Task statement - In the piece on whether God changes his mind, copy everything from "It seems clear" down to "in this article.", but swap "serious charge" for "weighty claim".
Top of Document section
The belief that the Bible contradicts itself is very popular among non-Christians. One of these contradictions is that God changes his mind. How could an all-knowing God change his mind? Let’s look at the various passages that contradict each other. Hebrews 13:8 says that Jesus is the same yesterday, today, and forever. God is the same at all times, He doesn’t change at all. Other texts include:
“For I am the Lord, I do not change…” (Malachi 3:6)
“God is not a man, that He should lie, not a son of man, that he should repent. Has He said, and will He not do? Or has He spoken, and will He not make it good?” (Numbers 23:19)
Changing His Mind
These verses are simple to understand. God does not change. But, take a look at the following verses:
“So the Lord relented from the harm which He said He would do to His people” (Exodus 32:14).
“Then God saw their works, that they turned from their evil way; and God relented from the disaster that He had said He would bring upon them, and He did not do it” (Jonah 3:10).
“And the Lord was sorry that He had made man on the earth, and He was grieved in His heart” (Genesis 6:6).
“I greatly regret that I have set up Saul as king, for he has turned back from following Me, and has not performed My commandments” (1 Samuel 15:11).
It seems clear to many people that the Bible contradicts itself on the issue of whether or not God changes his mind. This is a serious charge; if the Bible is contradictory in one thing, then how can we trust it anything else? However, I believe there is a logical answer to the question in this article.
First, it must be understood that the Bible is clear that because God is holy and just, he must punish sin; and punishment of sin is death (Romans 6:23). Yet Scripture is also clear that God is a loving God full of mercy and grace (Exodus 34:6-7). The following passage is very helpful:
“If at any time I announce that a nation or kingdom is to be uprooted, torn down and destroyed,and if that nation I warned repents of its evil, then I will relent and not inflict on it the disaster I had planned.And if at another time I announce that a nation or kingdom is to be built up and planted,and if it does evil in my sight and does not obey me, then I will reconsider the good I had intended to do for it.” (Jeremiah 18:7-10)
Bottom of Document section
Top of Dataset
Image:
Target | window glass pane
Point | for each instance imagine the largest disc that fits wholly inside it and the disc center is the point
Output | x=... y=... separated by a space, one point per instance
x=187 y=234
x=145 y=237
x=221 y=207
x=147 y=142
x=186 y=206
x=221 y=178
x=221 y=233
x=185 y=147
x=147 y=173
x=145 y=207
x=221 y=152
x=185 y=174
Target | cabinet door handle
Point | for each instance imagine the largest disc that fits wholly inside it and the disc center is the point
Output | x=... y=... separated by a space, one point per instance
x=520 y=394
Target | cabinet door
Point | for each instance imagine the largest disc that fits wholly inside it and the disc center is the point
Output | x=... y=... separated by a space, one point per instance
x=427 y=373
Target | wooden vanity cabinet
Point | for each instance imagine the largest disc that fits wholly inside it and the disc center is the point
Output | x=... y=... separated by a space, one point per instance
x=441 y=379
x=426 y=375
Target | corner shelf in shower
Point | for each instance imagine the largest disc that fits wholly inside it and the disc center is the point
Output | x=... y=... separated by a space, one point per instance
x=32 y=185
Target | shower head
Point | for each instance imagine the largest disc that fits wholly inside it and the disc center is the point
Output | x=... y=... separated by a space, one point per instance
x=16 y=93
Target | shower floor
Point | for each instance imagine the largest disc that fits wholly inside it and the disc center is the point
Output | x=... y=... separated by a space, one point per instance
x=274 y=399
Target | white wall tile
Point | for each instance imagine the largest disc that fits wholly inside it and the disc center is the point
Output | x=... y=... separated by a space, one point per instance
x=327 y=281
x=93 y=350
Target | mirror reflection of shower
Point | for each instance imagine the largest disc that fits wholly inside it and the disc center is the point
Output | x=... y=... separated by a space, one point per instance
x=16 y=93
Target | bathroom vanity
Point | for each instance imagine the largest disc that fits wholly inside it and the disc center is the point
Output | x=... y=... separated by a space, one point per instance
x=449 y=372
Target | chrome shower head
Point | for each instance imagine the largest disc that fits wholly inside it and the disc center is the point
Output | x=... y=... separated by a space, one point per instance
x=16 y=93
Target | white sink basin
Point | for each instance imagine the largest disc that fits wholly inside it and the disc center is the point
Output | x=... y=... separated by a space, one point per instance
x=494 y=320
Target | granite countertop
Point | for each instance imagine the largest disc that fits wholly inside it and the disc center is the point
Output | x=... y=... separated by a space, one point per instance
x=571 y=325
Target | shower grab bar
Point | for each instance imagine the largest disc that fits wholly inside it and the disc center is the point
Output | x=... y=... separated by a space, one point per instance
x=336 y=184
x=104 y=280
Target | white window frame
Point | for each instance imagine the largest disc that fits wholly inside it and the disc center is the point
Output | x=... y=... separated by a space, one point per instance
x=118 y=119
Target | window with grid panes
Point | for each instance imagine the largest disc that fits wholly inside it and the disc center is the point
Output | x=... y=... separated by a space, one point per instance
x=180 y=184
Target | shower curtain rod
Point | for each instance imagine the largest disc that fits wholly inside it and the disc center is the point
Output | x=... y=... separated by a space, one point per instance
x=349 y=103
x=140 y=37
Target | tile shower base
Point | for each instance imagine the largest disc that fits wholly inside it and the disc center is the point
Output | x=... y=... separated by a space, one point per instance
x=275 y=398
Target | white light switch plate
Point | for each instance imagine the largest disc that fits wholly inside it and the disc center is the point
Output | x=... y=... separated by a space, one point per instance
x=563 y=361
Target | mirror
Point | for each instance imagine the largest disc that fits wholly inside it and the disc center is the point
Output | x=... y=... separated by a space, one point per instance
Bottom of Dataset
Output for this exercise -
It seems clear to many people that the Bible contradicts itself on the issue of whether or not God changes his mind. This is a weighty claim; if the Bible is contradictory in one thing, then how can we trust it anything else? However, I believe there is a logical answer to the question in this article.